» **Problem requirements**
The entries are to be reproduced word for word, with all images left out.

[Data records]
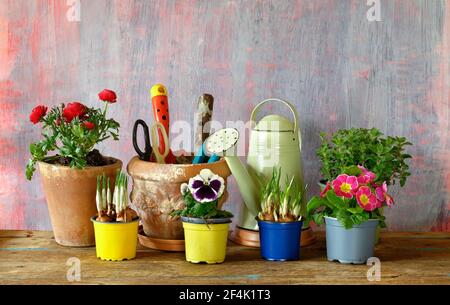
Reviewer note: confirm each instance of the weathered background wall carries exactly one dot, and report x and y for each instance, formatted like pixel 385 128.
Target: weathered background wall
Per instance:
pixel 338 68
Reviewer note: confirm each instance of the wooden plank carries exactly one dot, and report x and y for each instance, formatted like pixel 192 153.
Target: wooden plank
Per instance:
pixel 406 258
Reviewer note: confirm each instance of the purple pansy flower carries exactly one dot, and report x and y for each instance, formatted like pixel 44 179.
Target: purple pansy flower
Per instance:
pixel 206 186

» **Response**
Reviewer note: confirm each instance of the weathered background wall carries exactly one dot, and report x and y for each instance, formatted like pixel 385 128.
Target: weathered background wall
Per instance:
pixel 338 68
Reviewer note: confirm each instance of the wooden plank carries exactly one dot, and report x and y for each instance, formatted like pixel 192 153.
Target: wooden plank
Per instance:
pixel 406 258
Reviewer note: confirm each instance of the purple pansy flower carries exactly one dot, and report x and y for each instance, formatted like pixel 44 179.
Target: purple pansy flower
Per instance:
pixel 206 186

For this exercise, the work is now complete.